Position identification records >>

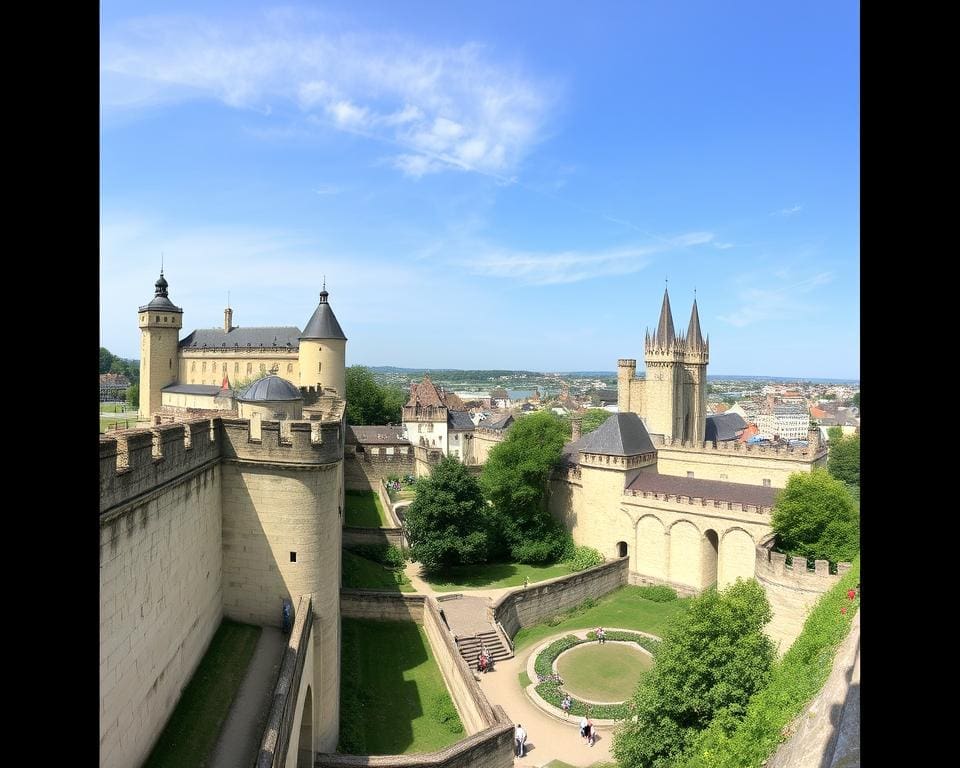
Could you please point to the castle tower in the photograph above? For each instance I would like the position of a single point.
(323, 349)
(626, 371)
(695, 359)
(663, 396)
(160, 324)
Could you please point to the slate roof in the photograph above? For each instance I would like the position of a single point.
(269, 389)
(323, 323)
(392, 435)
(459, 420)
(192, 389)
(501, 423)
(724, 426)
(272, 337)
(742, 493)
(623, 434)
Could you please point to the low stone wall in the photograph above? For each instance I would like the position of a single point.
(276, 736)
(381, 606)
(492, 748)
(536, 604)
(353, 537)
(475, 711)
(490, 743)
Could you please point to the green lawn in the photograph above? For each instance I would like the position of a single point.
(364, 510)
(608, 672)
(493, 575)
(194, 726)
(623, 608)
(361, 573)
(392, 695)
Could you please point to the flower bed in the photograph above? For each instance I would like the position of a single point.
(551, 691)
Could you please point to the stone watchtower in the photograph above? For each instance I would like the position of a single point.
(675, 394)
(323, 350)
(160, 324)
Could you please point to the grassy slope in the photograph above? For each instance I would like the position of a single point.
(194, 726)
(361, 573)
(623, 608)
(390, 679)
(364, 510)
(493, 575)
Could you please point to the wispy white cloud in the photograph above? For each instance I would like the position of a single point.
(780, 297)
(538, 268)
(788, 211)
(445, 108)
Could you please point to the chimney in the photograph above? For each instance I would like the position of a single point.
(576, 425)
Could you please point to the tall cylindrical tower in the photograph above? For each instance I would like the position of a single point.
(160, 324)
(323, 350)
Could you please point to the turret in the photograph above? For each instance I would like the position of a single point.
(323, 349)
(160, 323)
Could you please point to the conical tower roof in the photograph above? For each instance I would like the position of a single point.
(665, 332)
(323, 323)
(694, 336)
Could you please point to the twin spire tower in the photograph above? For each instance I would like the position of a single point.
(672, 400)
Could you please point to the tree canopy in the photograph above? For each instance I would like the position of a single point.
(448, 521)
(815, 517)
(712, 660)
(844, 459)
(370, 403)
(515, 479)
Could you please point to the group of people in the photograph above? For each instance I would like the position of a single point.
(484, 660)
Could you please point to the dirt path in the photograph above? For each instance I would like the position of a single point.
(547, 739)
(239, 740)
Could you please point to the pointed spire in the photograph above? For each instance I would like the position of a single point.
(694, 336)
(665, 332)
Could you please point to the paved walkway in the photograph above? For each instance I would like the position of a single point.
(547, 739)
(240, 735)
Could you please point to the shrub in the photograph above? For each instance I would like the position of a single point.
(441, 710)
(658, 594)
(585, 557)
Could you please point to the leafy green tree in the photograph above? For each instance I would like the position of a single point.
(515, 479)
(814, 516)
(844, 459)
(712, 660)
(368, 402)
(448, 521)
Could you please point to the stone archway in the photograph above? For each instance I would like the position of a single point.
(305, 753)
(709, 558)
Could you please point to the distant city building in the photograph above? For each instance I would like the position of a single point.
(113, 386)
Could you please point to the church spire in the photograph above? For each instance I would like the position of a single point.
(694, 336)
(665, 332)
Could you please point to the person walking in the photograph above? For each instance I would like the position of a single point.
(520, 738)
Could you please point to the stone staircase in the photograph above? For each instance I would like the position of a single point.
(470, 647)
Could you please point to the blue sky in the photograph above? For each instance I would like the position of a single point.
(490, 185)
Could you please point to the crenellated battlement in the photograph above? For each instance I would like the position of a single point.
(811, 452)
(135, 461)
(772, 568)
(697, 501)
(307, 442)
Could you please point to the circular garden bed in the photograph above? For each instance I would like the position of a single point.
(552, 691)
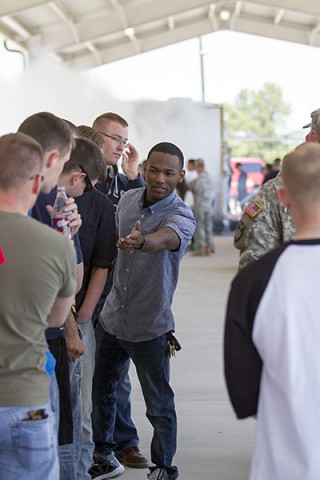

Objective >>
Which lines in the listing above contain the word "green"? Show each of them in full.

Worked answer >>
Could you please point to the green lawn in the photograph above? For each instance I would like the position of a single point.
Could you please point to the leafy green tree in the photograph above? For each instance I would like the position of a single point.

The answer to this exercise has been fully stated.